DATASET RECORDS>
====

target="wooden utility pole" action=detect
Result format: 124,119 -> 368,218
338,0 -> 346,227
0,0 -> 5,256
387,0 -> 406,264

====

Copy every line of the items above again, word for word, keeping each line intact.

target="wooden utility pole" action=detect
Result format: 124,119 -> 368,218
338,0 -> 346,227
0,0 -> 5,256
387,0 -> 406,264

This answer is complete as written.